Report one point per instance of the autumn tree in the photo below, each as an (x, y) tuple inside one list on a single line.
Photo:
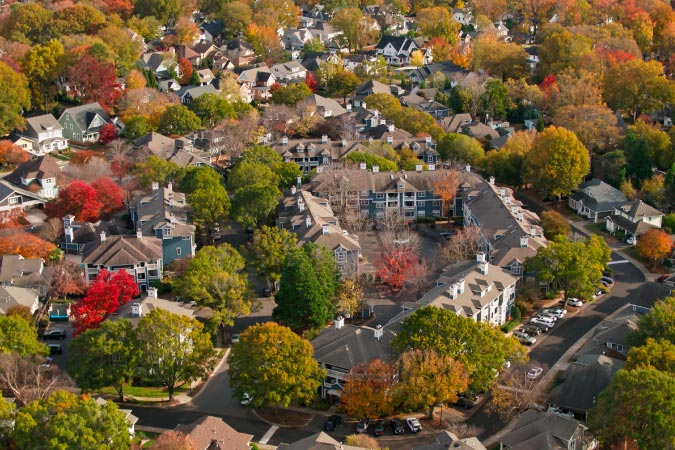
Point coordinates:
[(105, 356), (655, 245), (105, 295), (557, 162), (283, 359), (369, 389), (418, 366), (215, 278), (67, 420), (174, 350)]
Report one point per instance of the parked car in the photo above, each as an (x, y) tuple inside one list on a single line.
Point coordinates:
[(574, 302), (397, 426), (332, 422), (413, 424), (55, 333), (362, 426), (378, 428), (534, 373), (55, 349)]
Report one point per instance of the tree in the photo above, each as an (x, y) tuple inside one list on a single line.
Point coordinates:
[(554, 224), (18, 335), (13, 102), (215, 278), (178, 120), (301, 302), (26, 245), (369, 389), (557, 162), (285, 362), (481, 348), (174, 349), (460, 148), (105, 295), (655, 245), (637, 86), (252, 205), (212, 109), (268, 249), (514, 392), (638, 404), (573, 266), (66, 420), (105, 356), (418, 366)]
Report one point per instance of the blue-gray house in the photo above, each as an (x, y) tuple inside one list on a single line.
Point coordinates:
[(164, 214)]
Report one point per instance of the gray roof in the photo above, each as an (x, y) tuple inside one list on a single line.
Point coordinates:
[(599, 196), (351, 345)]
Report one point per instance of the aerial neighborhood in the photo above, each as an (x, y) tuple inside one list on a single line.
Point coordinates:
[(337, 225)]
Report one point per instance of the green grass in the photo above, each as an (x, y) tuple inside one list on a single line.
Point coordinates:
[(143, 391)]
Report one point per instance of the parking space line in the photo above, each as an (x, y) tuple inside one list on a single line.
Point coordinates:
[(265, 439)]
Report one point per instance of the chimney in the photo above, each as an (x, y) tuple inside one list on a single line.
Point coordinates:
[(379, 331)]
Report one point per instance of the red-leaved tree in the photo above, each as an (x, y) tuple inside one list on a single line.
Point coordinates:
[(107, 293)]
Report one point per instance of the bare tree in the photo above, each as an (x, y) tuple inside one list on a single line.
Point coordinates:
[(463, 245), (29, 378)]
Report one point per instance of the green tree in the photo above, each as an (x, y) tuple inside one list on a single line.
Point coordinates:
[(460, 148), (14, 101), (174, 349), (301, 302), (18, 335), (480, 347), (215, 278), (557, 162), (158, 170), (274, 366), (104, 356), (65, 420), (212, 109), (554, 224), (178, 120), (268, 249), (639, 405), (418, 367)]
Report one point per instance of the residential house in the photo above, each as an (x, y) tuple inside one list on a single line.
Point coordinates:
[(11, 296), (342, 347), (17, 271), (510, 233), (318, 441), (14, 200), (83, 123), (396, 50), (596, 199), (633, 219), (446, 440), (312, 220), (41, 176), (140, 256), (45, 134), (164, 214), (209, 432)]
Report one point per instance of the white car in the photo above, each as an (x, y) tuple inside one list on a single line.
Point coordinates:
[(534, 373), (574, 302)]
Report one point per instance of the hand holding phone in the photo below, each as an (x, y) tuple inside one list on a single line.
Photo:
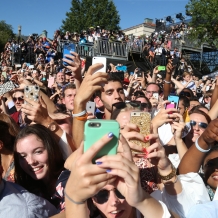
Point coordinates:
[(173, 102), (143, 121), (95, 130), (100, 60)]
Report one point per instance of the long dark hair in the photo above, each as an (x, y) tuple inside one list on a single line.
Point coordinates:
[(55, 161)]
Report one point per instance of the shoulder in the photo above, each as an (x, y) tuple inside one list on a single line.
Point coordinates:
[(15, 197)]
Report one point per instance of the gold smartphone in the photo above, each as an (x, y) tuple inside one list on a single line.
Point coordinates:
[(143, 121)]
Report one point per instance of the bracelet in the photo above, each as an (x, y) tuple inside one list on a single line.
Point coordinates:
[(199, 148), (170, 176), (168, 82), (69, 198), (79, 114), (171, 182)]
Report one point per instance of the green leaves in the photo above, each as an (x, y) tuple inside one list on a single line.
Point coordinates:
[(86, 13), (204, 20)]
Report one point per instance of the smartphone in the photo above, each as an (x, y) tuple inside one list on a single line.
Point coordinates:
[(156, 95), (139, 73), (101, 60), (174, 102), (95, 130), (90, 107), (119, 74), (31, 66), (31, 92), (161, 68), (143, 121), (121, 68), (6, 87), (68, 47)]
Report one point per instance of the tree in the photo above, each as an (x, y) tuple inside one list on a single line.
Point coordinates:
[(204, 21), (6, 33), (91, 13)]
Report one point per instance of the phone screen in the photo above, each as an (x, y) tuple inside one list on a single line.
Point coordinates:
[(68, 47)]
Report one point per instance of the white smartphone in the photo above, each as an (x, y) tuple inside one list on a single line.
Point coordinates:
[(101, 60), (90, 107), (156, 95)]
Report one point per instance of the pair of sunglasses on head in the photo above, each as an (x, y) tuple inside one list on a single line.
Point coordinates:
[(103, 195)]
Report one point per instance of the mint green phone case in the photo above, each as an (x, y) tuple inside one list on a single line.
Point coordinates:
[(93, 134)]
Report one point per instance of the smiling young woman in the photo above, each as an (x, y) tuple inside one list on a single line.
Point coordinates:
[(39, 165)]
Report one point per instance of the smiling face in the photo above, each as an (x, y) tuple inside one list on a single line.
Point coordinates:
[(114, 207), (210, 167), (33, 157), (196, 130)]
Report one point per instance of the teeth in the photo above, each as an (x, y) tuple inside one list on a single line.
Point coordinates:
[(116, 211), (36, 169)]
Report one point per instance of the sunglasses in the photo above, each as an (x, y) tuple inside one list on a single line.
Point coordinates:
[(201, 124), (186, 94), (103, 196), (19, 99)]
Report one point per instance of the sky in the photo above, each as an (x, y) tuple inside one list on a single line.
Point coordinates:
[(34, 16)]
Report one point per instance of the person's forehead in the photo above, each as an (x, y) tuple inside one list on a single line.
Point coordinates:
[(113, 85)]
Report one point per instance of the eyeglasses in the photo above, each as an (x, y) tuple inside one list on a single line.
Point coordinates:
[(19, 99), (186, 94), (200, 124), (103, 196)]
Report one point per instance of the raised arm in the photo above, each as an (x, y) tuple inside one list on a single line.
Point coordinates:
[(191, 161), (167, 81)]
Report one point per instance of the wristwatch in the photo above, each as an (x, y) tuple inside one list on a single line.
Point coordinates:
[(169, 176), (52, 126)]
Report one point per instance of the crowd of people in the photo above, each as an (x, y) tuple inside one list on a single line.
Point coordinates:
[(45, 170)]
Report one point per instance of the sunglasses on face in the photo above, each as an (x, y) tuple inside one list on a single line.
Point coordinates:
[(186, 94), (18, 99), (201, 124), (103, 196)]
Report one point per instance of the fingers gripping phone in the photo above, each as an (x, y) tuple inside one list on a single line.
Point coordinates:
[(100, 60), (143, 121), (174, 102), (90, 107), (68, 47), (32, 93), (95, 130)]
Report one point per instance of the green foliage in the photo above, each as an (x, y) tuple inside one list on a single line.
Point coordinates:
[(6, 32), (91, 13), (204, 21)]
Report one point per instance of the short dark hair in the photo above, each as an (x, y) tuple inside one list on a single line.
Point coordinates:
[(185, 101), (55, 159), (68, 86), (112, 77)]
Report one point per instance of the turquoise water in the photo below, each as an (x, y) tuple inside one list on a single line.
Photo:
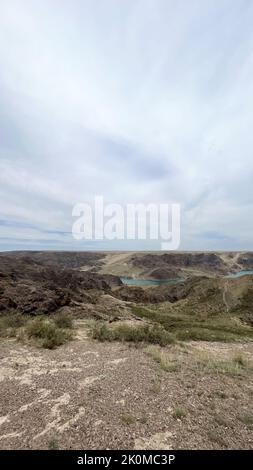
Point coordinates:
[(149, 282), (158, 282), (240, 274)]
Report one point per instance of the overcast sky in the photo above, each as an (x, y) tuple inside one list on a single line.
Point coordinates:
[(138, 101)]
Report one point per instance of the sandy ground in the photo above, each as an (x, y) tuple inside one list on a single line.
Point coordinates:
[(90, 395)]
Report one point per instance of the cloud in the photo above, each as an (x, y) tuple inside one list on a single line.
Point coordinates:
[(139, 101)]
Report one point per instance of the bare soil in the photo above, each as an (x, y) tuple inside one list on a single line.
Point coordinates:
[(91, 395)]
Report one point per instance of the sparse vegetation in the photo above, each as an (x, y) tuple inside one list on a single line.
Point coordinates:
[(63, 320), (127, 418), (162, 359), (156, 386), (221, 420), (47, 333), (228, 366), (10, 323), (179, 413), (53, 444), (190, 324), (154, 334), (247, 419)]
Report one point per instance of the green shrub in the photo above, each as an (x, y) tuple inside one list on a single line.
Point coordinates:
[(47, 333), (63, 320), (154, 334)]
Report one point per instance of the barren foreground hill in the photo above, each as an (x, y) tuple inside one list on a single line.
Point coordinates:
[(88, 362)]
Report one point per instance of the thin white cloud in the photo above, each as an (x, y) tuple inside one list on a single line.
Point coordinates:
[(144, 101)]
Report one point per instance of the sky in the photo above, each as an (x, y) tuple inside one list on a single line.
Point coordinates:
[(140, 101)]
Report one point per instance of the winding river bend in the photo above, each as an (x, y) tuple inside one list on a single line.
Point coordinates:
[(158, 282)]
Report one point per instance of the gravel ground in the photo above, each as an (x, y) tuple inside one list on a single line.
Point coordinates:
[(90, 395)]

════════

TASK PROMPT ▸ Only the lines above from the one with "Report one point per instance of the smiling face" up to and including the one with "Report one point per instance of the green foliage" should be repeated, exactly as written.

RESPONSE TO THIS EXERCISE ▸
Report one point per instance of the smiling face in the photo above, each as an (x, y) tuple inside one list on a single line.
Point coordinates:
[(114, 207), (210, 167), (33, 157), (196, 130)]
Report one point per instance of the teeth in the photo above, each as an (x, y) tuple inside one list on a single line.
Point coordinates:
[(116, 211), (36, 169)]
Report one point per instance of the sunglasses in the photo above, each as an (x, y) tuple inside one list on a single line.
Point coordinates:
[(201, 124), (186, 94), (103, 196), (19, 99)]
Report one point per instance of the sky in the photo above, each as an (x, y) tuple inside one list on a single line.
Point coordinates:
[(34, 16)]
Report one point per instance of the person's forehead in the photo above, each as an (x, y) tuple inside one list on a single line.
Point coordinates:
[(113, 85)]
Report one point per instance of the eyeglasses in the photo above, each as an (x, y) tuple inside one list on a single line.
Point coordinates:
[(19, 99), (186, 94), (200, 124), (103, 196)]
Report one point per instance of the raised arm in the photo above, each as an (x, y) tuple inside one list on a single line.
Point coordinates:
[(191, 161), (167, 81)]
Report one point per instance of the wristwatch in the photo above, each as an (x, y) tuple inside one list on a single line.
Point coordinates:
[(169, 176), (52, 126)]
Report one point per instance of the crowd of people in the photo above, each as an (x, y) tuple inside one list on a single line.
Point coordinates:
[(45, 170)]
Report one point per instance of the sunglasses on face in the photo above, each as an (x, y) tuple inside one list on a single line.
Point coordinates:
[(186, 94), (18, 99), (201, 124), (103, 196)]
Report one point per instance of the fingers gripping phone in the photo above, each as an (x, y) tuple inside one list on a single line.
Point coordinates:
[(100, 60), (143, 121), (174, 102), (90, 107), (68, 47), (32, 93), (95, 130)]
Report one point per instance of the green foliage in the photo above, each as an (x, y) tuple inside one list on a single line.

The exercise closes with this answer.